- Items listed in a dataset:
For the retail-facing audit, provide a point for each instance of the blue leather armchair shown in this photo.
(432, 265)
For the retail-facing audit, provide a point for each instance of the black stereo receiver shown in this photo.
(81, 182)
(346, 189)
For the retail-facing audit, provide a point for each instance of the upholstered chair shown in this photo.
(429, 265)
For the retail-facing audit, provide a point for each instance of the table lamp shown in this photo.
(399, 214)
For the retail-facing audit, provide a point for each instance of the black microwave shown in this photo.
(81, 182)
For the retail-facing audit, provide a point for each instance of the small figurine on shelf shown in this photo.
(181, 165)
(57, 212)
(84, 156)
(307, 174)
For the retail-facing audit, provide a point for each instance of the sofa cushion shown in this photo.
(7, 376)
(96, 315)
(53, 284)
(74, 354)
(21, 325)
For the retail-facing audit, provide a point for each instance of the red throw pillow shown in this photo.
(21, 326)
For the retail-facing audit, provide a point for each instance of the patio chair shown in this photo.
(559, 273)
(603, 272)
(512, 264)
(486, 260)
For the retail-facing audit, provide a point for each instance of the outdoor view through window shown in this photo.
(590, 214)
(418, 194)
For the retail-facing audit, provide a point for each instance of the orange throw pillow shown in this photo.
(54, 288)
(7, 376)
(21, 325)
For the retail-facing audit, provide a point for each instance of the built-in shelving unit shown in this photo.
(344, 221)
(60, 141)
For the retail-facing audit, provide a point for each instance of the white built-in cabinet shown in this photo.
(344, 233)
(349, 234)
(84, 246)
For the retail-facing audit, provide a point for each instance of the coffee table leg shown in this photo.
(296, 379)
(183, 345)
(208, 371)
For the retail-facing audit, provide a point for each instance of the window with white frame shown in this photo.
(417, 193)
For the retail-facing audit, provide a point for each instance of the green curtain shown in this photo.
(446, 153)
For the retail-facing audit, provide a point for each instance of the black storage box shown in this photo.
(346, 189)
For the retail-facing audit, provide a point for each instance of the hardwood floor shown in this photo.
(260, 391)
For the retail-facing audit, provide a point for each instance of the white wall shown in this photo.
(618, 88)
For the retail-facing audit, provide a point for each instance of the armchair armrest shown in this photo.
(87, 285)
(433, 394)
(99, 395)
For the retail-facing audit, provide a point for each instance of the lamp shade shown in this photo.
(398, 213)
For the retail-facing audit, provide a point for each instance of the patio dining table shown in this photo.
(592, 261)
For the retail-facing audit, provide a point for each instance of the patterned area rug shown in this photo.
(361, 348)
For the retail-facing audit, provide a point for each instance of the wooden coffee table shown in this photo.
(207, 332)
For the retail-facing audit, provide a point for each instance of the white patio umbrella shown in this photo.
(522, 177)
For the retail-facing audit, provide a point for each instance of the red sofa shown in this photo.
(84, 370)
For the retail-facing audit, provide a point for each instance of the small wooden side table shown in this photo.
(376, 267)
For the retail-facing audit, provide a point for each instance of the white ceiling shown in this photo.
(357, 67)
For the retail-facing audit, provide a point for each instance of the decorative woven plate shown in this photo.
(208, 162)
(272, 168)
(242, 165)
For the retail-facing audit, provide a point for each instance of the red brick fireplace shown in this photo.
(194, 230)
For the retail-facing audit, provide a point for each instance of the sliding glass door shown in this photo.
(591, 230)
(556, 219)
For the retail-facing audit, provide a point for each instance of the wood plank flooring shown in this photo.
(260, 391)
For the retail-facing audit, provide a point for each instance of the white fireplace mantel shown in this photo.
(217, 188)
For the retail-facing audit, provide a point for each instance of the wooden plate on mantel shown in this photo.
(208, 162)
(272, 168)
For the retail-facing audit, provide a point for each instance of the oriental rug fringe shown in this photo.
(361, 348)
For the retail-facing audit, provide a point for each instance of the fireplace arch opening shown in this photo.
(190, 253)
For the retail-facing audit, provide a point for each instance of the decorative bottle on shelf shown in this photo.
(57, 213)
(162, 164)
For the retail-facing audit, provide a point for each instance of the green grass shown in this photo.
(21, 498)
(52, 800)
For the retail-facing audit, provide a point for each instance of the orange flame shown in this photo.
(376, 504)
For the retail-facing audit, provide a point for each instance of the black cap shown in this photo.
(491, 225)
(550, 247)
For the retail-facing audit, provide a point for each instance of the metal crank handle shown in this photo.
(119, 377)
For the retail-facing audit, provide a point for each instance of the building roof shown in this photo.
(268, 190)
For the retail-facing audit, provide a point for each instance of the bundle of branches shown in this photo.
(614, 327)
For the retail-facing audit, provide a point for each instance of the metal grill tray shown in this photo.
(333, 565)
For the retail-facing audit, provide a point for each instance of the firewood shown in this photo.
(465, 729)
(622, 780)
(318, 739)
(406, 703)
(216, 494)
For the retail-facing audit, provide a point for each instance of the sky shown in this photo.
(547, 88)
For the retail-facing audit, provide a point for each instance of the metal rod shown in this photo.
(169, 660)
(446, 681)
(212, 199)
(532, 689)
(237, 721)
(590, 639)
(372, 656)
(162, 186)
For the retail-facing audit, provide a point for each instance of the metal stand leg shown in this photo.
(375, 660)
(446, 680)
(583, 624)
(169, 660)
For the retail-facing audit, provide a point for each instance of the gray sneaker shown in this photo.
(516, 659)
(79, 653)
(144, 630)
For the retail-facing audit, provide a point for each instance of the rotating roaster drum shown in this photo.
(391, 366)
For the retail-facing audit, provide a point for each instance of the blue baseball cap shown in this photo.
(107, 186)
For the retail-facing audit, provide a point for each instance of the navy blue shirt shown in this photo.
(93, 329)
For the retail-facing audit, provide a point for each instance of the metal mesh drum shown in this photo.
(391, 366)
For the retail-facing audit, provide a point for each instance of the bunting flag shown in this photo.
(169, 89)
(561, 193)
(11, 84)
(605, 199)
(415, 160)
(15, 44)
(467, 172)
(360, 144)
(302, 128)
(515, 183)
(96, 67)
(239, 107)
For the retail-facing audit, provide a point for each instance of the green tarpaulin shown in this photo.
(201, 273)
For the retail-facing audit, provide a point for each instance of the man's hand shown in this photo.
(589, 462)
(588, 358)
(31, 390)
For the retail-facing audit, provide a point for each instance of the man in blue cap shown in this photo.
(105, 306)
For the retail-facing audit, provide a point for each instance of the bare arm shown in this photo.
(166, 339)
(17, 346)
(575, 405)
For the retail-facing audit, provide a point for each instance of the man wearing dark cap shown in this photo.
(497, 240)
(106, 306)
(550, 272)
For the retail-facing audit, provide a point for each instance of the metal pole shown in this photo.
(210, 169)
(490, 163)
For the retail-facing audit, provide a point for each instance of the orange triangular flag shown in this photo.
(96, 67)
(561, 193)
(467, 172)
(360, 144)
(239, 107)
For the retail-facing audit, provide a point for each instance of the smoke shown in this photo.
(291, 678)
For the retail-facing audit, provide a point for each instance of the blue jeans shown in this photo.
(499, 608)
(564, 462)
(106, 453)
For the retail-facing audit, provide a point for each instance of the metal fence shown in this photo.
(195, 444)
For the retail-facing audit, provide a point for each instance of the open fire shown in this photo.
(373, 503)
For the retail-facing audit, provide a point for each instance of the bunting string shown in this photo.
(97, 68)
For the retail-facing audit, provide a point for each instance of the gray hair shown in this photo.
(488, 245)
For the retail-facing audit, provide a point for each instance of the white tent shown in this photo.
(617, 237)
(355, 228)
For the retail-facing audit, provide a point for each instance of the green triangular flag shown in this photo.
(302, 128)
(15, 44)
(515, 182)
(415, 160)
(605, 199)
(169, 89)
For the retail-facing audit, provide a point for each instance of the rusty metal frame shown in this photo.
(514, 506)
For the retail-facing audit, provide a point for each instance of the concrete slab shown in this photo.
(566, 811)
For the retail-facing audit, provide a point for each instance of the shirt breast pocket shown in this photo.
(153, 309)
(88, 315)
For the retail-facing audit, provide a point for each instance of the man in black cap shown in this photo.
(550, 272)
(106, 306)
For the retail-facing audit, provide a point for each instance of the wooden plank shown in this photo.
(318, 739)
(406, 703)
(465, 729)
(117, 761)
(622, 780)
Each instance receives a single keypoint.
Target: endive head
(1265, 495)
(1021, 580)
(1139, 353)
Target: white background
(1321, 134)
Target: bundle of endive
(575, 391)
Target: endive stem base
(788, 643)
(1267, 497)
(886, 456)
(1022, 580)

- Given problem:
Locate the line that contains "pocket shown in this photo.", then please quote it and every line after it to the end of the entries above, exactly and with nothing else.

- The answer:
For the retail-facing audit, provide a point for each instance of the shirt breast pocket shown in this photo.
(153, 309)
(88, 315)
For the retail-facing audit, provide a point for each instance of the man in black cap shown in this photo.
(550, 272)
(106, 306)
For the retail-facing audit, provide a point for each instance of the wooden plank shown in this photo.
(318, 739)
(406, 703)
(465, 729)
(117, 761)
(622, 780)
Each instance receives a single keypoint.
Target: endive head
(1265, 495)
(1021, 580)
(1139, 353)
Target: white background
(1321, 134)
Target: bundle of endive
(575, 391)
Target: endive stem base
(788, 643)
(1267, 497)
(886, 456)
(1022, 580)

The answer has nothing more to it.